> [WRITTEN INSTRUCTION] Rewrite the rows from the line containing "the microphone head?" through the end of the rows, changing "deepest" to "farthest" and leaving everything else as it is.
** Start INFORMATION SHOWN **
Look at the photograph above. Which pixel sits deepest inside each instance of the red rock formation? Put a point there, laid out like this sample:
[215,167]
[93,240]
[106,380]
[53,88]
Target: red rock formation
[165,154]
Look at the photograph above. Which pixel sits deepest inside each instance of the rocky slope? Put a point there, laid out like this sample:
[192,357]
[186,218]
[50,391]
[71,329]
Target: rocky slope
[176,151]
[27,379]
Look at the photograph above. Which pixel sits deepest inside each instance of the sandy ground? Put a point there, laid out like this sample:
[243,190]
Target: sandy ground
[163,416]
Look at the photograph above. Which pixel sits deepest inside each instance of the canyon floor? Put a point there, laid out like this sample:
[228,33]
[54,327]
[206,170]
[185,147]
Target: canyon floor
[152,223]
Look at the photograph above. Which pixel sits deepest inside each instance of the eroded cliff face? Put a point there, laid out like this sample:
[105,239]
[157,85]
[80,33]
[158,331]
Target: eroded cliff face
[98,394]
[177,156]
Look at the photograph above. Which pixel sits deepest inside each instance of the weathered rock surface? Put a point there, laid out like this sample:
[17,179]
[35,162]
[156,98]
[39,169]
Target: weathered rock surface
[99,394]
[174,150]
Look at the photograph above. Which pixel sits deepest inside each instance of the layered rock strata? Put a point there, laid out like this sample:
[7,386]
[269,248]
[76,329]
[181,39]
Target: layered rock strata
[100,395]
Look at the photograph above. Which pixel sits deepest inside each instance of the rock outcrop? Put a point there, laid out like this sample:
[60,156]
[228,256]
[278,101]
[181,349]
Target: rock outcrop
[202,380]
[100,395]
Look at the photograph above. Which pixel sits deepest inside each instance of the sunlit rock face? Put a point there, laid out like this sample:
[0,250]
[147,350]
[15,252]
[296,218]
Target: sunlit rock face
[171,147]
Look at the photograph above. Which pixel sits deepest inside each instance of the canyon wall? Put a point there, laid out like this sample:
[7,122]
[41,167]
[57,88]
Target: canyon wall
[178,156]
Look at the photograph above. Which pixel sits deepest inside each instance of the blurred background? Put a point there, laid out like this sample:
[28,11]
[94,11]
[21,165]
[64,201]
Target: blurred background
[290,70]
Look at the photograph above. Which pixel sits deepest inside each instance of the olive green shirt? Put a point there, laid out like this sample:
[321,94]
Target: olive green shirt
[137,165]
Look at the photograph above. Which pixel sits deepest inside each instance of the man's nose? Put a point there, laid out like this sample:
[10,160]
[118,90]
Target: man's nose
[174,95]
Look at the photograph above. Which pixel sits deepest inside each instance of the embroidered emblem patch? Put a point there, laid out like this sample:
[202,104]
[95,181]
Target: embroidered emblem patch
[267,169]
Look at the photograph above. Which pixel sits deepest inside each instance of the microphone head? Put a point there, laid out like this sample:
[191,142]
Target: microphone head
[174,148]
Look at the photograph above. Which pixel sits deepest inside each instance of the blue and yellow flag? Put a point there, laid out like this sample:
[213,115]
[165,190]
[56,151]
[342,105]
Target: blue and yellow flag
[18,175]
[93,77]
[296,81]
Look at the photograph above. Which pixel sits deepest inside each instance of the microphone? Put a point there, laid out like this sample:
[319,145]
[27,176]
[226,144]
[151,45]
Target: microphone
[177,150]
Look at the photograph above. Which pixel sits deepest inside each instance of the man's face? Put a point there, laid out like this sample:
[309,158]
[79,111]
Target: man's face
** End INFORMATION SHOWN **
> [THE RESPONSE]
Look at the photograph above. Which pixel sits farthest inside each instance of the microphone head? Put a point there, laid out like this sample:
[191,142]
Target: microphone head
[174,148]
Look at the photograph above. Which pixel sits farthest inside each instance of the blue and yellow flag? Put a point there, laid out like this sample:
[213,115]
[165,190]
[56,151]
[342,105]
Target: blue and yellow flag
[18,175]
[93,77]
[296,81]
Look at the photograph above. Which pixel sits farthest inside each instance of the microphone? Put a point there, laid out like this sample:
[319,145]
[27,176]
[226,144]
[151,45]
Target: microphone
[177,150]
Look at the photograph above. Which pixel sits farthest inside each instance of the man's face? Put a point there, laid out like this sample:
[309,158]
[79,111]
Target: man's face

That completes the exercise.